▶ **WORK INSTRUCTIONS**:
In the transcript below about the campaign finance case, what is the title of the film that was critical of Hillary Rodham Clinton?

▶ **SOURCE EXTRACT**:
========================================================================
EATON: Well, yeah, they did overrule precedent but Chief Justice Roberts in a separate agreeing or concurring opinion explained why they overruled this precedent. One was a 1990 case, another was a 2003 case, and you could argue, as Justice Stevens did in his 90-page dissent, they overturned a lot of certainly understood principles with respect to the constitutionality of restrictions on corporate spending. But it’s probably useful to give a little bit of background of the case before we jump into the arguments that engaged the justices about respect for precedent and so on.
RAY: Okay, do, please.
EATON: Sure. The case, we have to remember, concerned whether corporate money could be used to make an independent expenditure to broadcast a 90-minute film that was highly critical of then Senator Hillary Rodham Clinton. The film is called “Hillary: The Movie.” And this particular organization, Citizen United (sic), wanted to use corporate funds to broadcast this in the 30 days before a critical presidential primary. Basically, the thesis of the movie, although there’s some debate about this, was that Hillary Rodham Clinton was unfit to be President of the United States. That ran afoul – running that within 30 days and using corporate funds would have run afoul of a provision of the bipartisan Campaign Finance Reform Act commonly called McCain-Feingold, which prohibited the use of money for electioneering that expressly referred to a federal candidate such as a candidate for president within the 30 days before primary or 90 days before a general election.
========================================================================
▶ **EXTRACTED INFORMATION**:
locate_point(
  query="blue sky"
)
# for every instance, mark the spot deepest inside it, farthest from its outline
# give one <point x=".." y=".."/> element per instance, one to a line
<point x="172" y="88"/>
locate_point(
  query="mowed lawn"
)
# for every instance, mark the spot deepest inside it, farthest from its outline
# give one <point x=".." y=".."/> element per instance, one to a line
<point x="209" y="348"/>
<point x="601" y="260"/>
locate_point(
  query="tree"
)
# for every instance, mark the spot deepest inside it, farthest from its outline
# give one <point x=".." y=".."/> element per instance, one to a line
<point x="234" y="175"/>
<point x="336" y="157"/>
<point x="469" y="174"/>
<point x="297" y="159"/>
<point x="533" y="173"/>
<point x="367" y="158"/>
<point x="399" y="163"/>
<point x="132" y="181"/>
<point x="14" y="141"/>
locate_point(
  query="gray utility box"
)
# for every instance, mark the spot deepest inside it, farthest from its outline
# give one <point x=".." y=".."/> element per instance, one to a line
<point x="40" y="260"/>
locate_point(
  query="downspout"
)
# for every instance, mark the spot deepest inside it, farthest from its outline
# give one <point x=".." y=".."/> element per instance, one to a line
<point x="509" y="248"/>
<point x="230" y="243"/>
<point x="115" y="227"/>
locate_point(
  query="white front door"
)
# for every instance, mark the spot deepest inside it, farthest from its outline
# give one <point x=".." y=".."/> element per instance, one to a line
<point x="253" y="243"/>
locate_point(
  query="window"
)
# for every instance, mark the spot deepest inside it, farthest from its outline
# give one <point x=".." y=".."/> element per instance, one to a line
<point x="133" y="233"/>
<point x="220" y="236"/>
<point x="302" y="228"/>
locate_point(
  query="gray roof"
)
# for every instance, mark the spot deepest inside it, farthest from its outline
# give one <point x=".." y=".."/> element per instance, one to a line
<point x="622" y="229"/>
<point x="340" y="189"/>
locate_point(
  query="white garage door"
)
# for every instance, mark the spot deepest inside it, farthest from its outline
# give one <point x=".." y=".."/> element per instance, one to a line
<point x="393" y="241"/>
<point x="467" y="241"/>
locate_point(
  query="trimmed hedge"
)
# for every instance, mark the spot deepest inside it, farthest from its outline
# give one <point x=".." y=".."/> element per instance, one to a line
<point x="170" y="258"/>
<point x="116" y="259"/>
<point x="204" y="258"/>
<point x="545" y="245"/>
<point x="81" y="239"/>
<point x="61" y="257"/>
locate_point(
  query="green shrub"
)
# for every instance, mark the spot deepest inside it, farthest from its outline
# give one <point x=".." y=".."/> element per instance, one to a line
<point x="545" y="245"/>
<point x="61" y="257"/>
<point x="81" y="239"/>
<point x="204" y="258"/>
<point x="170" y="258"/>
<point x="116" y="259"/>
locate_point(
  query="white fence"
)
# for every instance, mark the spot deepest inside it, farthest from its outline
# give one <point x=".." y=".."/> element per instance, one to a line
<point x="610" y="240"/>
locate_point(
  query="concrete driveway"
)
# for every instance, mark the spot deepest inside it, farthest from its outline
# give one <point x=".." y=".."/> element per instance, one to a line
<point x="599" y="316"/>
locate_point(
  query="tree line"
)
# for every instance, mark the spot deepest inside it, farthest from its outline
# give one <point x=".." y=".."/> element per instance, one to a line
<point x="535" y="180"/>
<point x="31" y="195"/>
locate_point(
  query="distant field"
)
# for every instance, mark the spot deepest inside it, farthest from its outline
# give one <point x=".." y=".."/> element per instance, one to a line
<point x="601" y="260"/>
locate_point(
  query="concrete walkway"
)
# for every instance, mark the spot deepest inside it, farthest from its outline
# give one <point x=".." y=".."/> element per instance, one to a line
========================================================================
▶ **FINISHED TASK**:
"Hillary: The Movie"